#### PROBLEM
Which lines in the listing below contain the string "trim", with case counting? Copy each of those lines in full.

#### EXERCISE MATERIAL

——————

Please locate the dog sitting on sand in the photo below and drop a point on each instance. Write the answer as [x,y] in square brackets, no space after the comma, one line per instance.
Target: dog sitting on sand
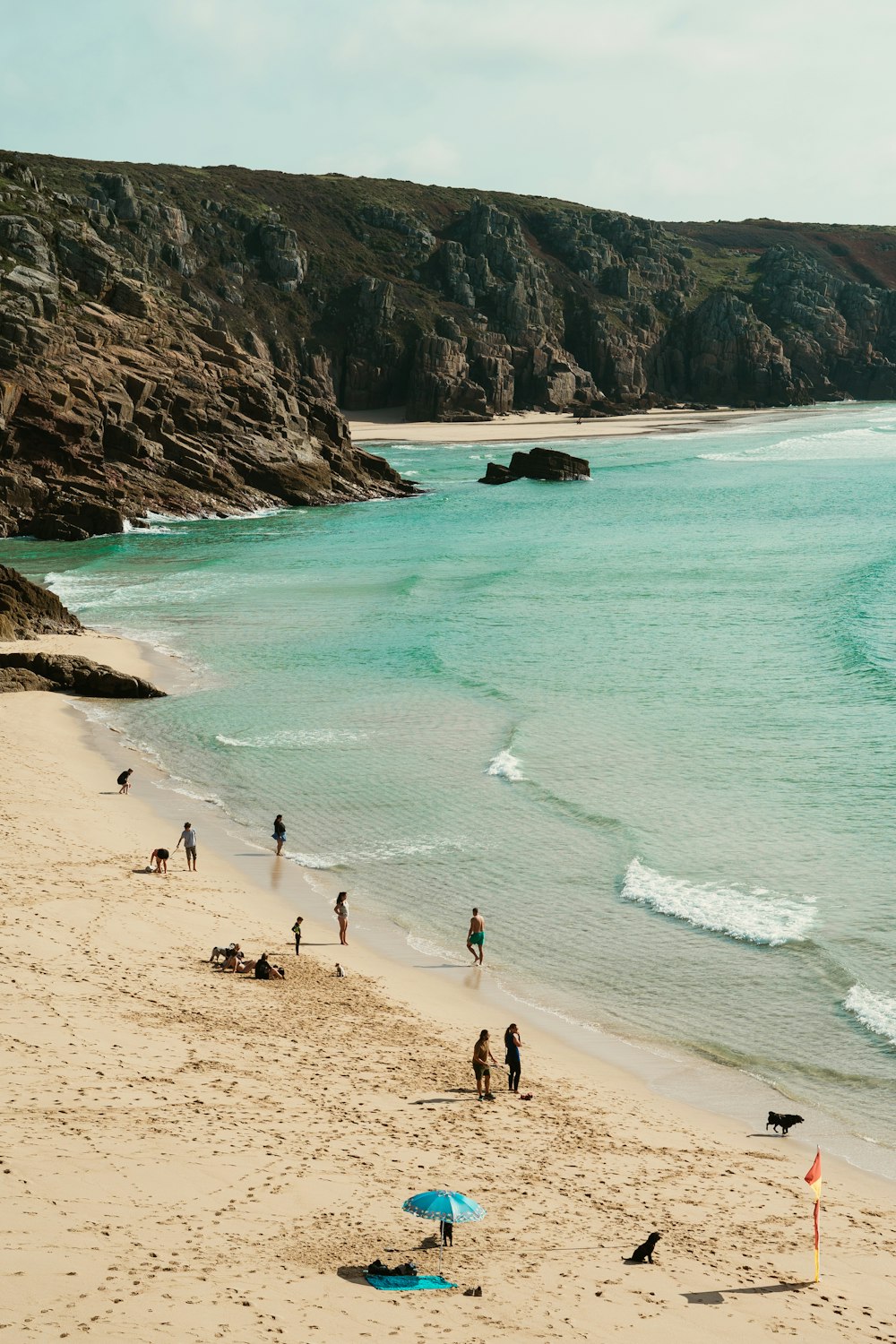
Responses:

——————

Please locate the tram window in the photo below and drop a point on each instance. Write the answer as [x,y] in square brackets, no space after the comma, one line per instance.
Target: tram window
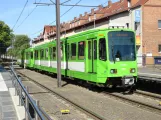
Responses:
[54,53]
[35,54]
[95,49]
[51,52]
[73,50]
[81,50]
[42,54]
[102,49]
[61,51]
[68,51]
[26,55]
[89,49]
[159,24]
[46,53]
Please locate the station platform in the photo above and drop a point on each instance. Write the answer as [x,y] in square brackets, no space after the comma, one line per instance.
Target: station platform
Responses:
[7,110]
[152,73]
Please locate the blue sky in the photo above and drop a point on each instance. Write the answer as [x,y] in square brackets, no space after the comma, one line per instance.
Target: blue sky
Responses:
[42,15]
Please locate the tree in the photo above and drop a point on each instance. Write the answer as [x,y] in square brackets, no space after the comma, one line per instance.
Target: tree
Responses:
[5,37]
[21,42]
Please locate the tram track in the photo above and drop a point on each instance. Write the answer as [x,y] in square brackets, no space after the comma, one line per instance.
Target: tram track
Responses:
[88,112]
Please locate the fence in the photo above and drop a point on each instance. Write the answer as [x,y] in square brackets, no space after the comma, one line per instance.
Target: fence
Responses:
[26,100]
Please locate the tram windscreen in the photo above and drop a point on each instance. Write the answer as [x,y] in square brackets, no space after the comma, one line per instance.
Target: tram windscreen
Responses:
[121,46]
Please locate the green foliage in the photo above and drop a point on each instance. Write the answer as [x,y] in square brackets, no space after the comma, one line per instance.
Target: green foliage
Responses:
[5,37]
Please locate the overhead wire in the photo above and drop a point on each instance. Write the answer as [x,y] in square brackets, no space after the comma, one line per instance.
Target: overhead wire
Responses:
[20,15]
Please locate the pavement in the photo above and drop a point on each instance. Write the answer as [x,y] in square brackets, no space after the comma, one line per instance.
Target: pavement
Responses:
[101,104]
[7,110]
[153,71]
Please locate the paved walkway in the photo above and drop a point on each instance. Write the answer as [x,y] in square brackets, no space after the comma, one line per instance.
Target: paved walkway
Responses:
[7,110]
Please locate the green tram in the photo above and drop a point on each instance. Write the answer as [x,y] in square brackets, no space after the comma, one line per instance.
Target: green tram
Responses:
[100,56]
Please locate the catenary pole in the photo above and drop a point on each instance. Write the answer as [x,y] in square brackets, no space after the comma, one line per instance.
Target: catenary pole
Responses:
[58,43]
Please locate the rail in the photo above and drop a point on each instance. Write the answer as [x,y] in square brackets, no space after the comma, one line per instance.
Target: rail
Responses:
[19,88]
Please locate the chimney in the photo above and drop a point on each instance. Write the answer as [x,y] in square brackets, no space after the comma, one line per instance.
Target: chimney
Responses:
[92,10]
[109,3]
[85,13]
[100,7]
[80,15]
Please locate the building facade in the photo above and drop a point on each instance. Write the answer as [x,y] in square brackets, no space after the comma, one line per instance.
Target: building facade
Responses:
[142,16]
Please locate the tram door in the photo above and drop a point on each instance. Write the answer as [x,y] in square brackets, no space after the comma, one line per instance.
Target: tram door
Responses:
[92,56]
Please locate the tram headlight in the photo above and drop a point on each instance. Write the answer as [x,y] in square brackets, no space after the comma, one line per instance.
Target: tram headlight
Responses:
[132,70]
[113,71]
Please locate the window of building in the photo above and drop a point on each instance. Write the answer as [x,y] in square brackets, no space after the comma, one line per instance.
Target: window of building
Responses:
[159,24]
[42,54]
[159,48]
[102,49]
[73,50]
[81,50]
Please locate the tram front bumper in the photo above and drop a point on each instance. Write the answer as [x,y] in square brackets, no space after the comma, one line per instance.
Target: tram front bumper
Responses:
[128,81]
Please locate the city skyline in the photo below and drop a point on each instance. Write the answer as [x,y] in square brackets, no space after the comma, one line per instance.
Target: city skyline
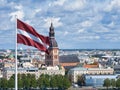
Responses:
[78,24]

——————

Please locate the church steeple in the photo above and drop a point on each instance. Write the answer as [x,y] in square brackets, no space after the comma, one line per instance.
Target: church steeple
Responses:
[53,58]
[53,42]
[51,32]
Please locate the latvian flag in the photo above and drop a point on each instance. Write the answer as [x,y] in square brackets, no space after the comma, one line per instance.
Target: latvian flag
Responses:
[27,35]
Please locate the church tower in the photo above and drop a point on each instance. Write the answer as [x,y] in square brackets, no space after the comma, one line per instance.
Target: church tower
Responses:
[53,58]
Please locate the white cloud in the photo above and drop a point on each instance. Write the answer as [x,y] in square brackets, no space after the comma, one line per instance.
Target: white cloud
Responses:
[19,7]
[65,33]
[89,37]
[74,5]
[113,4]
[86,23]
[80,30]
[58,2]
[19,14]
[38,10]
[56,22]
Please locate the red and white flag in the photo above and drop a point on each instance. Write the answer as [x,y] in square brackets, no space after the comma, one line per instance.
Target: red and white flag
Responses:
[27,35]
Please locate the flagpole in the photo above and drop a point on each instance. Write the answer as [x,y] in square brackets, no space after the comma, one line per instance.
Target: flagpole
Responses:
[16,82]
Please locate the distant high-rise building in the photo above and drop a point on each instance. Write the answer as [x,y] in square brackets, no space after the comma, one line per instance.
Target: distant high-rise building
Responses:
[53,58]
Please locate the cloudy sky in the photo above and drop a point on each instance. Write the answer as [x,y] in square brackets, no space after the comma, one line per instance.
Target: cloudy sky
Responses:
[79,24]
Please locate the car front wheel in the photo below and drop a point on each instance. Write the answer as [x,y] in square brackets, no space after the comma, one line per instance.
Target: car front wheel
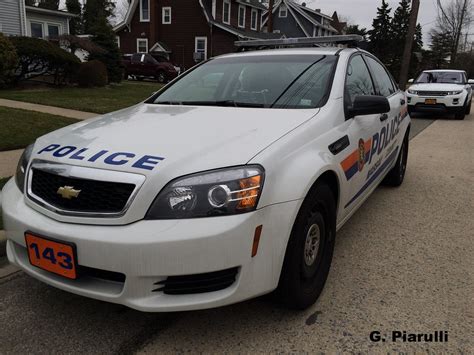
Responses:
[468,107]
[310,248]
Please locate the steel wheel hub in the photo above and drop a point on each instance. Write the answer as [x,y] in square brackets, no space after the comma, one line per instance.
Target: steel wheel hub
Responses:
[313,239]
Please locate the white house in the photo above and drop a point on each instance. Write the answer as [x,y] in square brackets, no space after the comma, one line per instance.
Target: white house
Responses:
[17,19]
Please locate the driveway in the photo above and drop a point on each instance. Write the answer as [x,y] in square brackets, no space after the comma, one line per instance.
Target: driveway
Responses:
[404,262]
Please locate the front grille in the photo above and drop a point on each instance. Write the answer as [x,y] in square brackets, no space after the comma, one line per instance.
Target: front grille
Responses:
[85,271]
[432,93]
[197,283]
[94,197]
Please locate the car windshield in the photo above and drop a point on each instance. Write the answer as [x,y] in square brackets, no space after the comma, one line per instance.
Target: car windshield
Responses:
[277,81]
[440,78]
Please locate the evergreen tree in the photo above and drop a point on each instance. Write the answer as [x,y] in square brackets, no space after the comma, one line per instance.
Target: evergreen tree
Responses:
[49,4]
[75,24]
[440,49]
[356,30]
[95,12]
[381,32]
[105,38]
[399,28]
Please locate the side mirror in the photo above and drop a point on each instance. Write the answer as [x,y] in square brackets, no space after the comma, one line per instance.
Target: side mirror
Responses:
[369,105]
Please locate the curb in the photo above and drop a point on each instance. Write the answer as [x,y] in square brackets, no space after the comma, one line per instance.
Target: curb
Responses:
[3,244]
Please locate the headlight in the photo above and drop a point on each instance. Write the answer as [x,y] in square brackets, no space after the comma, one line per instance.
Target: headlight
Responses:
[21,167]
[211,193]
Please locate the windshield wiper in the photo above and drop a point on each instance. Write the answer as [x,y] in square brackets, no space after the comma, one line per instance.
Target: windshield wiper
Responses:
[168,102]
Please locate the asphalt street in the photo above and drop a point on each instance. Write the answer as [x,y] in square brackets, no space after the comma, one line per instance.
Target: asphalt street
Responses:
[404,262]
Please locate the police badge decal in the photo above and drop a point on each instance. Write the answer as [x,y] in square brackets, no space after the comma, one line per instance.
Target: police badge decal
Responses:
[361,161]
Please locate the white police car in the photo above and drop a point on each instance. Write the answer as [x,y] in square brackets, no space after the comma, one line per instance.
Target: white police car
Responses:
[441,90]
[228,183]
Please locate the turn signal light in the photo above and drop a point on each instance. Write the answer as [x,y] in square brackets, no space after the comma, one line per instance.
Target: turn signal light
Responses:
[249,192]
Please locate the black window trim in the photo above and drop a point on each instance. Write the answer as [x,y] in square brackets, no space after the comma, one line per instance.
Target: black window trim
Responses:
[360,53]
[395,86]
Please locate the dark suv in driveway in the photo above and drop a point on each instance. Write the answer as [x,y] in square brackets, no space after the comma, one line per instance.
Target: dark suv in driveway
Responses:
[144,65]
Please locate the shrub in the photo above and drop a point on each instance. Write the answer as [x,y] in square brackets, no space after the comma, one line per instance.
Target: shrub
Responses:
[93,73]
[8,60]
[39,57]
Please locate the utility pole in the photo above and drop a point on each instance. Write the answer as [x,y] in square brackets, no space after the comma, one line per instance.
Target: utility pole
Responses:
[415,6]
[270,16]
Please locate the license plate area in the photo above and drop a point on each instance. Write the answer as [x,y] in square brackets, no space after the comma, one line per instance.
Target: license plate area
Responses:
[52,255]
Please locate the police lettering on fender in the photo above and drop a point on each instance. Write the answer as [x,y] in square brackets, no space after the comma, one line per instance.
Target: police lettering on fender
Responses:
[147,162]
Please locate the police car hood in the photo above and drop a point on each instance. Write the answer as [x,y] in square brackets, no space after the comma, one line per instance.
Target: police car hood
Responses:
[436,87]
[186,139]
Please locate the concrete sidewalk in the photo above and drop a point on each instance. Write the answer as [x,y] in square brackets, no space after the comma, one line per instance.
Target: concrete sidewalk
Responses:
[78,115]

——————

#### THE RESULT
Please locate the black window trim in the photo above and drop a point on each instance. Write the answer as [x,y] in square brackets, no space after the comma, one line per instance.
Target: black window trim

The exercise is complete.